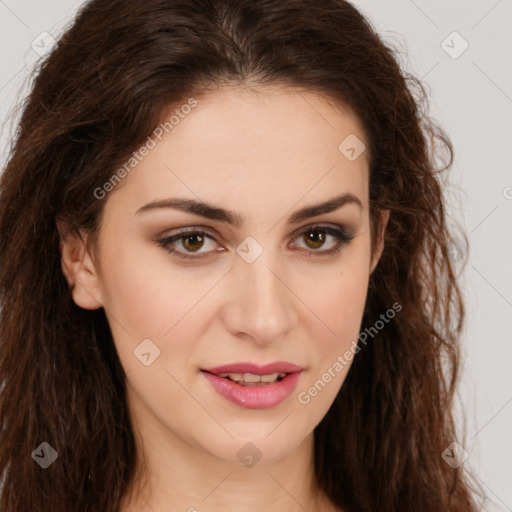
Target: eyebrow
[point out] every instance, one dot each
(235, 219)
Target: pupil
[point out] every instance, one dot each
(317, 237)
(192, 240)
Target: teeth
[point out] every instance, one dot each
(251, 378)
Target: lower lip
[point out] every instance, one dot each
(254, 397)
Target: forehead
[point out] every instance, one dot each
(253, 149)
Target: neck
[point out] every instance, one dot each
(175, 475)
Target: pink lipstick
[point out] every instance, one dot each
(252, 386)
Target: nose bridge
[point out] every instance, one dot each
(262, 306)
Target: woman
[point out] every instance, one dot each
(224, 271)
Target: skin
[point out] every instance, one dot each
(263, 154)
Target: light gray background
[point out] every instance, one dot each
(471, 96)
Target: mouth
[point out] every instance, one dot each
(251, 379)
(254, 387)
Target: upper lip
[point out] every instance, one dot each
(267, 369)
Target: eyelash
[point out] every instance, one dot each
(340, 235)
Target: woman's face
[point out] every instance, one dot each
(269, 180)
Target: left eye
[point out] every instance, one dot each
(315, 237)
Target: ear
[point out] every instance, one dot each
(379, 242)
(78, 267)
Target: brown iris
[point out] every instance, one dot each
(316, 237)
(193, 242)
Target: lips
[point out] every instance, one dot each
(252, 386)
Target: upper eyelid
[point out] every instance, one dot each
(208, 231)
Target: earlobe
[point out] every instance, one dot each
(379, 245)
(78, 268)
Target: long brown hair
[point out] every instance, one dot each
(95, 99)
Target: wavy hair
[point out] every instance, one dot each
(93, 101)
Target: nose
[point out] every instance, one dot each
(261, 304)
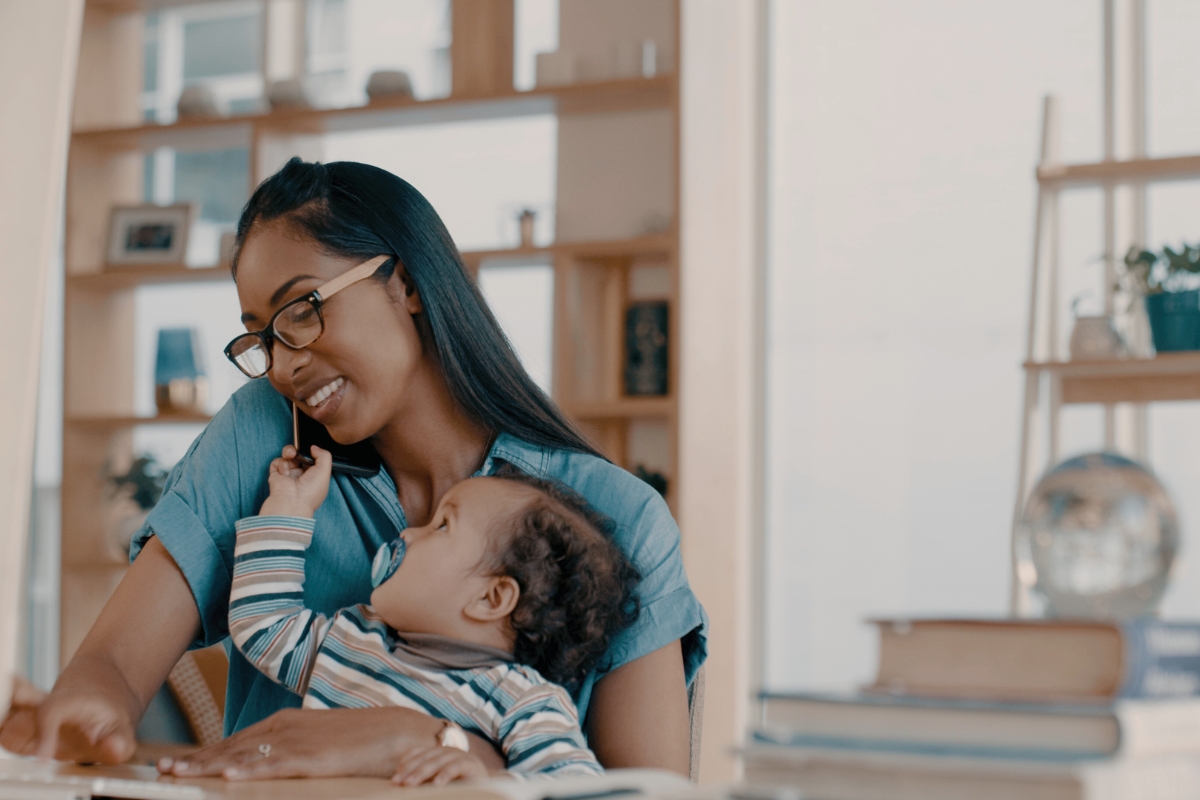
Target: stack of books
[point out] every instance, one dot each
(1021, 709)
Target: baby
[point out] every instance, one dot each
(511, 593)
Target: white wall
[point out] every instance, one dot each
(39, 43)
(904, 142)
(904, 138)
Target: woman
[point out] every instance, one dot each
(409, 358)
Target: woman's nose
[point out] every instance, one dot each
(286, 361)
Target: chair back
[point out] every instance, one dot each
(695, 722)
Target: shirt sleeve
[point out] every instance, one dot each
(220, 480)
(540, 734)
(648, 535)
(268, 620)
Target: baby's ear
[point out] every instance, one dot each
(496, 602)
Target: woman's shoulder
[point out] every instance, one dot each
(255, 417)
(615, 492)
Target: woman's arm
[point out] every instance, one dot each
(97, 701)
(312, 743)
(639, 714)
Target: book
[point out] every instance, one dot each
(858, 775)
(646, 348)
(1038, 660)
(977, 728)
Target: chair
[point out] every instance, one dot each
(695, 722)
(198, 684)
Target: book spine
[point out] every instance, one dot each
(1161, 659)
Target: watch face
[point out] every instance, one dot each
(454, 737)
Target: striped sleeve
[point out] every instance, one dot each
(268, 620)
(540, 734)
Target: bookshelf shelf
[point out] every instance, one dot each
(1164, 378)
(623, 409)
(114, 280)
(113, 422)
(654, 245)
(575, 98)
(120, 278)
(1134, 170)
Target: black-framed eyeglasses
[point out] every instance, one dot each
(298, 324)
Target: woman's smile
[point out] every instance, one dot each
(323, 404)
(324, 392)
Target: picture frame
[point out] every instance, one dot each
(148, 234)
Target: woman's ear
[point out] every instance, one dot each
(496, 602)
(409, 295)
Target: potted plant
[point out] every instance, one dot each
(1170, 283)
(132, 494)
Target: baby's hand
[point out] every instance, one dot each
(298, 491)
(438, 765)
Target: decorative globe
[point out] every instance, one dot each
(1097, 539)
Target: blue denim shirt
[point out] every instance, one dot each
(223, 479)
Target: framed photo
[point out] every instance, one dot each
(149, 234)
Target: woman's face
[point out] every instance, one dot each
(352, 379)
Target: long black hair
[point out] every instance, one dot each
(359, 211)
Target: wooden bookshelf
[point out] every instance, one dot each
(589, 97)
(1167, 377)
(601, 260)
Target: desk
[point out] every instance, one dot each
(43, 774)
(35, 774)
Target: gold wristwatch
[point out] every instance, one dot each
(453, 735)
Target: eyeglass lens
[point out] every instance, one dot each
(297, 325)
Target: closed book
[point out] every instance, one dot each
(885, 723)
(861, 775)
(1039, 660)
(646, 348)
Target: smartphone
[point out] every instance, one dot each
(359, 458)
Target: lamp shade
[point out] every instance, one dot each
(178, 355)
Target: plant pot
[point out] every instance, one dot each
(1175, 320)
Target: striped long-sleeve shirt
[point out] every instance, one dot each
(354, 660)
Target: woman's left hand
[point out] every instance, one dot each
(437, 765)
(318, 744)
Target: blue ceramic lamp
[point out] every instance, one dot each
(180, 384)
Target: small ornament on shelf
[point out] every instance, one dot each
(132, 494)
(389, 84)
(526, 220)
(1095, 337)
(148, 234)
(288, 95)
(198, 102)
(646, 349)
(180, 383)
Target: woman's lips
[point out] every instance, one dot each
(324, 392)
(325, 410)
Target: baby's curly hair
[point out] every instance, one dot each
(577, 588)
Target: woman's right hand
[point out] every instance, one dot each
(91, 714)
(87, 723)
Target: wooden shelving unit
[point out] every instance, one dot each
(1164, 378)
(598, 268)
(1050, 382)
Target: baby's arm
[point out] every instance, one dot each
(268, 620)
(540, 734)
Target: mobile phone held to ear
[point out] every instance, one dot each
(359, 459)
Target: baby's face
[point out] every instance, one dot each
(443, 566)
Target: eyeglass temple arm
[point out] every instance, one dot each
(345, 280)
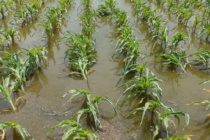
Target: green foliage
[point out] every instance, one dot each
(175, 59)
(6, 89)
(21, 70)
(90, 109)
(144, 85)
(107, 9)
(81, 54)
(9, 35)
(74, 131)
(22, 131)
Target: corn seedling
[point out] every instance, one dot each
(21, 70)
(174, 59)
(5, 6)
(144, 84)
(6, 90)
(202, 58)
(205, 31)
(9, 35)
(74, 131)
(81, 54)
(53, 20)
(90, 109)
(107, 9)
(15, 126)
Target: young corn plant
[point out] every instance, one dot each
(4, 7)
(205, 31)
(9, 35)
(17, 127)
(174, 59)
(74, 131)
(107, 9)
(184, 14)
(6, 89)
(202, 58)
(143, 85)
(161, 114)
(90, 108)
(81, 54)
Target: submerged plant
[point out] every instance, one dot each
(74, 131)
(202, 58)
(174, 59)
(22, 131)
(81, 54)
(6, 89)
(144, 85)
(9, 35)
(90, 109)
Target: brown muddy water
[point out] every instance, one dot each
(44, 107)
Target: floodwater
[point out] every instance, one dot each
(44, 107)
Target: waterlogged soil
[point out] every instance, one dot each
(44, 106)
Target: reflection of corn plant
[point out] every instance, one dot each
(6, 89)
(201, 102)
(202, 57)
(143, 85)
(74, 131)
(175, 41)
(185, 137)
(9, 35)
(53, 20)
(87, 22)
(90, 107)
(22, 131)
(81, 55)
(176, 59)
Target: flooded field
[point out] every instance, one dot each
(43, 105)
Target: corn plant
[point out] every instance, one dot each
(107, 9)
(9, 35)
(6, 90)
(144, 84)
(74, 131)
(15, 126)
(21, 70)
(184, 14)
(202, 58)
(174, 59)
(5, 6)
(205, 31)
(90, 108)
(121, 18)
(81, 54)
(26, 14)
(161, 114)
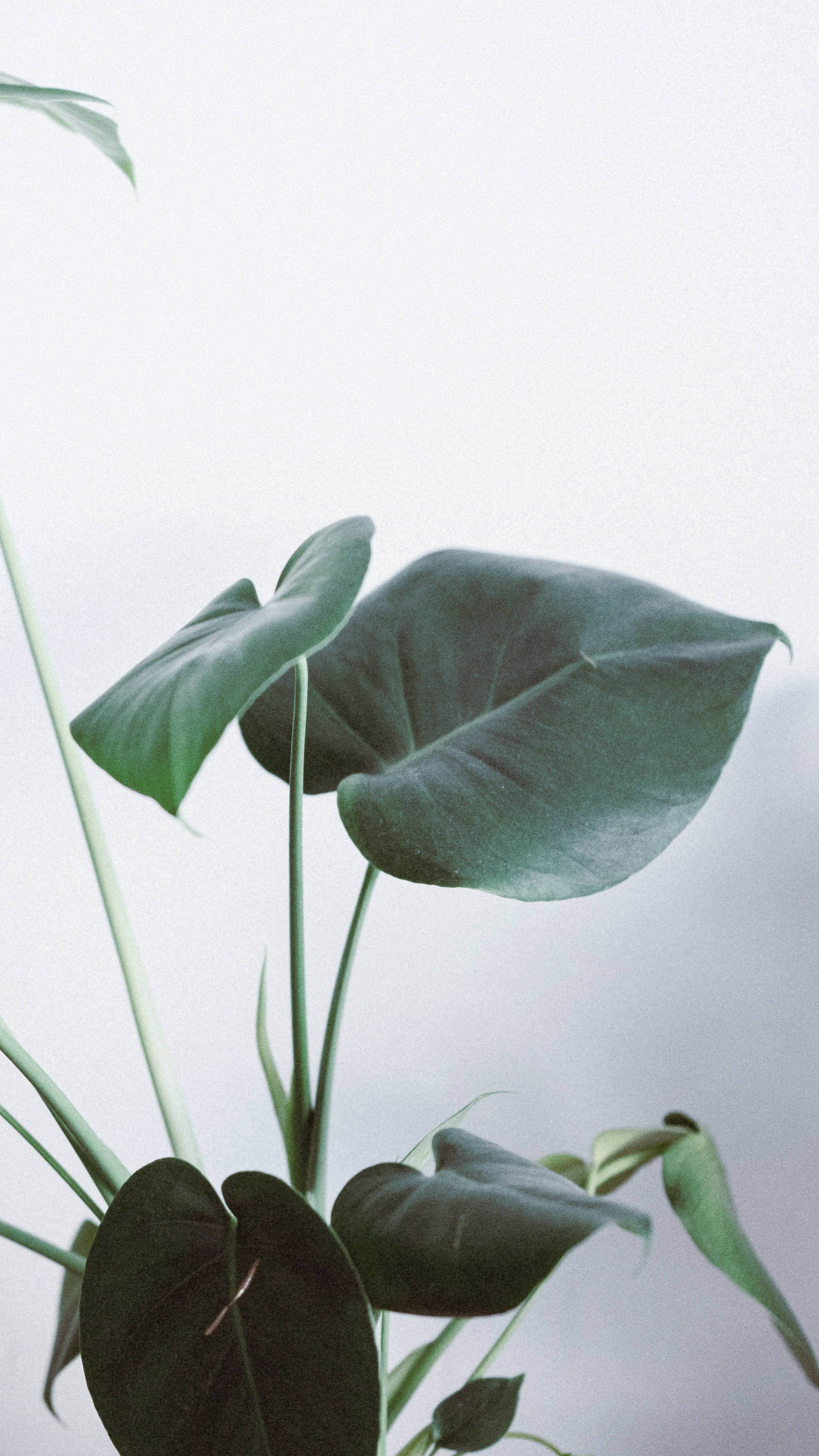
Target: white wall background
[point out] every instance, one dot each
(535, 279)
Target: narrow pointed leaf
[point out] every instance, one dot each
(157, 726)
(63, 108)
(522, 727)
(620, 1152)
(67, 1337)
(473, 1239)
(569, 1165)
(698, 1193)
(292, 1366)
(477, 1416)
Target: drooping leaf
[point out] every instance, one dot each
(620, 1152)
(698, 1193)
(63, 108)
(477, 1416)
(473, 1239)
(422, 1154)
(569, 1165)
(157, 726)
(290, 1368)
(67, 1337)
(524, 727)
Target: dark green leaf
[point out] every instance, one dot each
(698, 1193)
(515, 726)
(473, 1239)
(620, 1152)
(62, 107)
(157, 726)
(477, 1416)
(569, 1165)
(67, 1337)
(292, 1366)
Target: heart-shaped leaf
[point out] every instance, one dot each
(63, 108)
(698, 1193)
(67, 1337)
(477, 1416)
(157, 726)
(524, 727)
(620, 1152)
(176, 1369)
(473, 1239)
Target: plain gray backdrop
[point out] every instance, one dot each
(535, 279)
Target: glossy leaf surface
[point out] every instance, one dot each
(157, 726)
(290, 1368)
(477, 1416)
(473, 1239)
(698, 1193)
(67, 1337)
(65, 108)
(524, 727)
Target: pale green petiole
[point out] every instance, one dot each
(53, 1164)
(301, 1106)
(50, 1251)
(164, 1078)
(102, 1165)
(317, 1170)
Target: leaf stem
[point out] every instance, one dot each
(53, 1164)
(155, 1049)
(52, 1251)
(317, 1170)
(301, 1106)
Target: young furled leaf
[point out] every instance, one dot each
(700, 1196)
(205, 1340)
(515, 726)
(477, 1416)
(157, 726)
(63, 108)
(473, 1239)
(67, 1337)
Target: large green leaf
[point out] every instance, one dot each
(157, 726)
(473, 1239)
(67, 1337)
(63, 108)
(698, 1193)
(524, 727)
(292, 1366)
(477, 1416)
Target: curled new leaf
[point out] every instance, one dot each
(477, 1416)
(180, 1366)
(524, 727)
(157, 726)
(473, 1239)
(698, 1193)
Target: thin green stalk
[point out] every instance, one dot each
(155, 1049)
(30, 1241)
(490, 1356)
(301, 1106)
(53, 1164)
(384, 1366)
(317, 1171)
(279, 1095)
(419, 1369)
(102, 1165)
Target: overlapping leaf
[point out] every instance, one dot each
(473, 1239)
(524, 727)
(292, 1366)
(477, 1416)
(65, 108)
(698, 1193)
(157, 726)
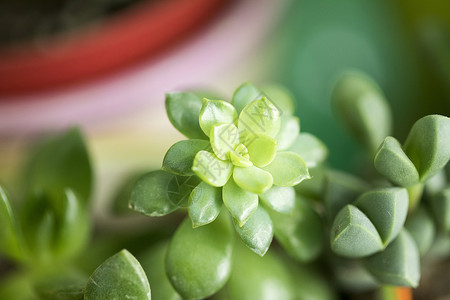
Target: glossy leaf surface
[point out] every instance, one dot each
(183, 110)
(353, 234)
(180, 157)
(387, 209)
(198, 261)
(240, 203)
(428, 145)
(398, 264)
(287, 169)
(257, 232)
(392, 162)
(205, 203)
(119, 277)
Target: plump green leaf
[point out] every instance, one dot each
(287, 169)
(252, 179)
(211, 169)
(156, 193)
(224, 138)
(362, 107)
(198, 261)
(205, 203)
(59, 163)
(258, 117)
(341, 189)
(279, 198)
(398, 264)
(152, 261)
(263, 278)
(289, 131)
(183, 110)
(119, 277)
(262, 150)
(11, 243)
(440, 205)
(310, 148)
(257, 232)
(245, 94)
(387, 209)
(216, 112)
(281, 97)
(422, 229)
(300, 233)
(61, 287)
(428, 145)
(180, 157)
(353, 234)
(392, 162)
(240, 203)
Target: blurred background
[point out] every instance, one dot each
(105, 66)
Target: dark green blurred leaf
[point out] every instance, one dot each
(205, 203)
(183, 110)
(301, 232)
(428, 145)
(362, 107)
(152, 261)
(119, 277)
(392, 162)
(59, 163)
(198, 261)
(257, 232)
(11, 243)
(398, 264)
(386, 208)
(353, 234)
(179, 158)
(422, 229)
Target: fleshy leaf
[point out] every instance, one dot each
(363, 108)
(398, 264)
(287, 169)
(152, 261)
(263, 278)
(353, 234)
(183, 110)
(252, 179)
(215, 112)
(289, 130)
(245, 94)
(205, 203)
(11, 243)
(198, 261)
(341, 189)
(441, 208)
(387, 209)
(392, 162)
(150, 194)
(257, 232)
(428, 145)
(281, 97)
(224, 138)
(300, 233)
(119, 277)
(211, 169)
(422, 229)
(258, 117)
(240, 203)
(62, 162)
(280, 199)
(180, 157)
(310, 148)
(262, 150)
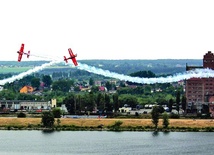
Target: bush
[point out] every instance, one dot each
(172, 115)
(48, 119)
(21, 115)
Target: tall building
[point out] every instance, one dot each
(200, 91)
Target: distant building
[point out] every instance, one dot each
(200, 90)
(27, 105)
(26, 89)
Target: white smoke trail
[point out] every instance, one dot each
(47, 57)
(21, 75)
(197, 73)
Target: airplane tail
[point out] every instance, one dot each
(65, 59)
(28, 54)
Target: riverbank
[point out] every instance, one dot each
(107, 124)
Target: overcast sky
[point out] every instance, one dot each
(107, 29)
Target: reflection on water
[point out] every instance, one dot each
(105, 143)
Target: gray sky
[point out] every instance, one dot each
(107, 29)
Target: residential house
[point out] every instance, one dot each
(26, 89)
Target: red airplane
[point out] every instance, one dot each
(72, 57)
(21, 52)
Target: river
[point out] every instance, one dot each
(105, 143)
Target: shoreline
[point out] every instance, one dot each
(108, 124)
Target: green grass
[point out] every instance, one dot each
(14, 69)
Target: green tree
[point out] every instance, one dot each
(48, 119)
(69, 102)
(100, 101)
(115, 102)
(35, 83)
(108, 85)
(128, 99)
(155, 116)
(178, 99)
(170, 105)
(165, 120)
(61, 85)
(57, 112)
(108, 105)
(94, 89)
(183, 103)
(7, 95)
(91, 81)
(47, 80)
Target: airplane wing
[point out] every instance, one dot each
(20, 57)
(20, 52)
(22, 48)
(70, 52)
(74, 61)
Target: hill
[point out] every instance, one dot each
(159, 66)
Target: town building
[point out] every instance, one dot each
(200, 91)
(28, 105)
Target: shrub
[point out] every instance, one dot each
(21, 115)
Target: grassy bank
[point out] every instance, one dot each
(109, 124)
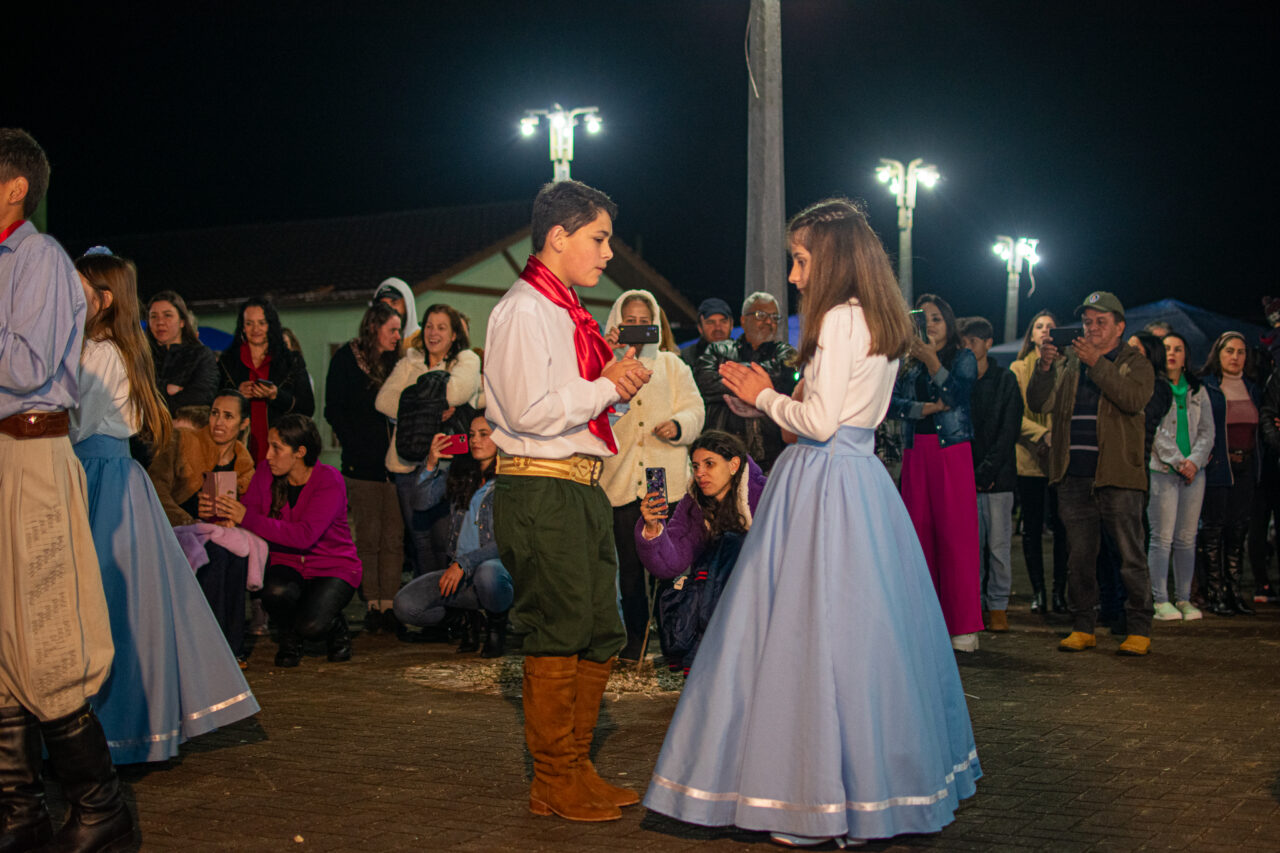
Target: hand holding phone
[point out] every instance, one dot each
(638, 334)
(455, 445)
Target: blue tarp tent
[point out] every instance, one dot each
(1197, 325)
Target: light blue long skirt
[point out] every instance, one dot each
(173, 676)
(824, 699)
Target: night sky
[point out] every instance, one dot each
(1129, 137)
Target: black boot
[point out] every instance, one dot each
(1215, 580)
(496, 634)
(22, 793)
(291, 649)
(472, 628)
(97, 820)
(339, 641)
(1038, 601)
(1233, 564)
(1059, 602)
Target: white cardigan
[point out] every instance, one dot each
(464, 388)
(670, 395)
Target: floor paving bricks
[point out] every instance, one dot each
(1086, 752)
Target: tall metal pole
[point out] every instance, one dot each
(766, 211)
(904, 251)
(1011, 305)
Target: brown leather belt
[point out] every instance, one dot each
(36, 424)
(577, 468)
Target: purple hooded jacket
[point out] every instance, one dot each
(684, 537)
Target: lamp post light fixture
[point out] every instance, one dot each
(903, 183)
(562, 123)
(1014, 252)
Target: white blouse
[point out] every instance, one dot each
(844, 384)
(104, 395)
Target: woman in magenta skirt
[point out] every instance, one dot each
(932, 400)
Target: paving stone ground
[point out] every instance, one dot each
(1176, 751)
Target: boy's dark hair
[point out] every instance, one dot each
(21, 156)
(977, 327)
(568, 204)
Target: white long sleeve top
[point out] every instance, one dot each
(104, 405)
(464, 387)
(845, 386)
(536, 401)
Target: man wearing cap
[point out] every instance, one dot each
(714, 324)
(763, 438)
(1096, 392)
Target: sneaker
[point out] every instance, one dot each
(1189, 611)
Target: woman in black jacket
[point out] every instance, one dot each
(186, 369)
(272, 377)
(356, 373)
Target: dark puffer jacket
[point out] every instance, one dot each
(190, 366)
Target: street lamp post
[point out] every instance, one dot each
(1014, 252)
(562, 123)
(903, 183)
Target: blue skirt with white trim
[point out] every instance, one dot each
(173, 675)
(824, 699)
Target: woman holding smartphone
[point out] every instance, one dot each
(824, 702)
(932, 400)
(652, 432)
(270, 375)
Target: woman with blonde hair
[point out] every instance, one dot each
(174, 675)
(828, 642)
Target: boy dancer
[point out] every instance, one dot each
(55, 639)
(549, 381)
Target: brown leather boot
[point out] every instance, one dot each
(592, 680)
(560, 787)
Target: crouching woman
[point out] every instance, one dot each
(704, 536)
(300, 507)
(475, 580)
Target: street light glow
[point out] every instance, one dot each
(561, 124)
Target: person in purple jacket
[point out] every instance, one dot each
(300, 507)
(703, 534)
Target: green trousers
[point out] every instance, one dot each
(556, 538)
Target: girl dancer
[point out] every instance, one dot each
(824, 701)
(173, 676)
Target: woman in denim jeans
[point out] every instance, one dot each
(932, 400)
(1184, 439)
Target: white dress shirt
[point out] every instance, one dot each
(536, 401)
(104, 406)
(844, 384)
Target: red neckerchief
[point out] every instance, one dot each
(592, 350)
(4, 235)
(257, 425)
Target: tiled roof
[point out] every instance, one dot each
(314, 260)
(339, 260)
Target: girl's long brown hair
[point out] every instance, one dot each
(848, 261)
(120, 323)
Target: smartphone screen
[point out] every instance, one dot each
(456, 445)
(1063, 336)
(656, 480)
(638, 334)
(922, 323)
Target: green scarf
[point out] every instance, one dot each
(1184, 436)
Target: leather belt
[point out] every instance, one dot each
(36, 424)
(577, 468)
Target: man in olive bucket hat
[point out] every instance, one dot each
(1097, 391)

+===+

▶ _AIM_
Copy only this span: the line that contains "Target: woman in denim jeans", the last line, and every line between them.

▶ _CORRECT OUTPUT_
Target: woman in denim jeans
[point out] every instance, one dot each
(932, 400)
(1184, 439)
Target: white dress shirt
[point out] every instance, one dot each
(536, 401)
(104, 406)
(844, 384)
Target: red neckerchief
[point out] every instance, one dot each
(592, 350)
(4, 235)
(257, 425)
Target: tiled roof
[point out] every instance, one dot each
(314, 260)
(339, 260)
Target: girl's long brown hair
[point out] every instance, one dot each
(848, 261)
(120, 323)
Target: smartphone screen
[point out] every instance, one dot each
(456, 445)
(1063, 336)
(656, 480)
(638, 334)
(922, 323)
Target: green scarf
[point out] every instance, one dot each
(1184, 436)
Target: leather belt
[point out] every instance, one dot each
(36, 424)
(577, 468)
Target: man in olive bucket hat
[point out] every instance, one dot each
(1097, 391)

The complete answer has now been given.